#### Listed records
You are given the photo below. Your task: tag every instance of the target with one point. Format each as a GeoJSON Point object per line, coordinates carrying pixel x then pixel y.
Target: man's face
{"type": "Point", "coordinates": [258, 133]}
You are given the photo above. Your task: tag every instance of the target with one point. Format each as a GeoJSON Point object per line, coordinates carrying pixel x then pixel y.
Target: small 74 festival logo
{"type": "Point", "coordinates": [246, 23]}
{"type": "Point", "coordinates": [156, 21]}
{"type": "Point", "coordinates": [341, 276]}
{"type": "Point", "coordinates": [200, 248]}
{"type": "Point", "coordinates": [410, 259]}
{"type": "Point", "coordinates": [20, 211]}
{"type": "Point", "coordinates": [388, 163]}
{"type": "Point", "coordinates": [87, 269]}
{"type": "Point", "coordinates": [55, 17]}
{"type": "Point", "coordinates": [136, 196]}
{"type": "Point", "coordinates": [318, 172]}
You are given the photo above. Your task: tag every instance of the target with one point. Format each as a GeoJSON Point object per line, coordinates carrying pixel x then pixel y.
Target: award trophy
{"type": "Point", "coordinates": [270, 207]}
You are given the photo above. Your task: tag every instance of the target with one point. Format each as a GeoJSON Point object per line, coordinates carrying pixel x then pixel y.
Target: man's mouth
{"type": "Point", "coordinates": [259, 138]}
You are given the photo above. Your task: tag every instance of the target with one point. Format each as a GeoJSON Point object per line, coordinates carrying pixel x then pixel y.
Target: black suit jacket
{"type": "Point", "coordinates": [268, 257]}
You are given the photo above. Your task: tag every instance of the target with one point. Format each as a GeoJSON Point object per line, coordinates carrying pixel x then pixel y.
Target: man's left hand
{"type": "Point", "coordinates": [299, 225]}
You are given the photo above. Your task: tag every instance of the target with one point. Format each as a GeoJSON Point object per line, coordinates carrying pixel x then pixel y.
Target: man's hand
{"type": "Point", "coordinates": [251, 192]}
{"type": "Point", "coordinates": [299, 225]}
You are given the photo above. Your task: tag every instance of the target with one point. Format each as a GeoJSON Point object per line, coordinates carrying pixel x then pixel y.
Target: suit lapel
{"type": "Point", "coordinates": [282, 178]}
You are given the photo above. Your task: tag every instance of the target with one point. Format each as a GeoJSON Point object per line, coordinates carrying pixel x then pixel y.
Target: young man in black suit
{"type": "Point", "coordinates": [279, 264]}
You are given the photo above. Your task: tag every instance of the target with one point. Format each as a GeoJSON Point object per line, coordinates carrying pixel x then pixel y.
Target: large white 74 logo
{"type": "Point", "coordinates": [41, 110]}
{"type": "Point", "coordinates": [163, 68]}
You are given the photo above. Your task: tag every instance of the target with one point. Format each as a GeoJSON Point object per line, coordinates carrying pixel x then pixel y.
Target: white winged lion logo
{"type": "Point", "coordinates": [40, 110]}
########
Given instruction: Output the listing above exactly as it appears.

Exercise response:
You are given the photo below. Your task: tag every instance of the target with one point. Format each as a GeoJSON Point object per line, coordinates carrying pixel x then pixel y.
Target: man's face
{"type": "Point", "coordinates": [258, 133]}
You are given the photo above. Your task: tag every instance of the target with one point. Format each as a GeoJSON Point object per line, coordinates carrying pixel x then pixel y.
Target: small 74 festival logo
{"type": "Point", "coordinates": [246, 23]}
{"type": "Point", "coordinates": [156, 21]}
{"type": "Point", "coordinates": [341, 276]}
{"type": "Point", "coordinates": [200, 248]}
{"type": "Point", "coordinates": [410, 259]}
{"type": "Point", "coordinates": [20, 211]}
{"type": "Point", "coordinates": [388, 163]}
{"type": "Point", "coordinates": [87, 269]}
{"type": "Point", "coordinates": [55, 17]}
{"type": "Point", "coordinates": [136, 196]}
{"type": "Point", "coordinates": [318, 172]}
You are given the photo above. Your task: tag every instance of the target with one point. Format each as a GeoJSON Point object per line, coordinates carrying pixel x then pixel y.
Target: award trophy
{"type": "Point", "coordinates": [270, 207]}
You are given the photo above. Your task: tag every instance of the target with one point. Format each as a GeoJSON Point object per line, coordinates carrying pixel x then pixel y.
Target: man's mouth
{"type": "Point", "coordinates": [259, 138]}
You are given the photo above. Your task: tag every instance of the target with one point. Format each as a GeoJSON Point object per line, coordinates carrying pixel x then pixel y.
Target: black suit jacket
{"type": "Point", "coordinates": [268, 257]}
You are given the photo above. Your task: tag every instance of the target with one point. Format each as a GeoJSON Point object per line, coordinates carrying pixel x then pixel y.
Target: man's left hand
{"type": "Point", "coordinates": [299, 225]}
You are given the photo above. Your task: tag every instance of the target with one point. Format each as a GeoJSON Point object per line, coordinates carrying pixel x then pixel y.
Target: man's hand
{"type": "Point", "coordinates": [251, 192]}
{"type": "Point", "coordinates": [299, 225]}
You are given the photo above. Your task: tag every instance of the target with one point. Format each as a GeoJSON Point object per line, coordinates carrying pixel x then pixel y.
Target: suit lapel
{"type": "Point", "coordinates": [282, 178]}
You are given the photo above. Your task: tag every instance of the target with one point. Format each as a GeoJSON Point object per line, coordinates carrying pixel x then pixel y.
Target: young man in black suit
{"type": "Point", "coordinates": [279, 264]}
You are given the photo above. Your task: tag every instance of the target with one point. Format each as a GeoJSON Point object per line, coordinates carrying pixel x then pixel y.
Target: large white 74 logo
{"type": "Point", "coordinates": [41, 110]}
{"type": "Point", "coordinates": [163, 68]}
You are given the photo above. Your task: tag every instance of the target with one point. Format each as a GeoJSON Point object per line, coordinates carrying pixel x then pixel y.
Target: white winged lion logo
{"type": "Point", "coordinates": [40, 110]}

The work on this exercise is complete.